Put this material into a two-column CSV with the headers request and answer. Give one row per request, with its text in the request column and its answer in the answer column. Wrap each field in quotes and replace any line breaks with spaces.

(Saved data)
══════════
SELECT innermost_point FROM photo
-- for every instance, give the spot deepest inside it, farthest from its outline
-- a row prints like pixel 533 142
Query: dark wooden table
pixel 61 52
══════════
The output =
request,answer
"SELECT innermost_point FROM photo -- for every instance, give the spot deepest inside it, farthest from its outline -- a row prints like pixel 533 142 Query: dark wooden table","pixel 61 52"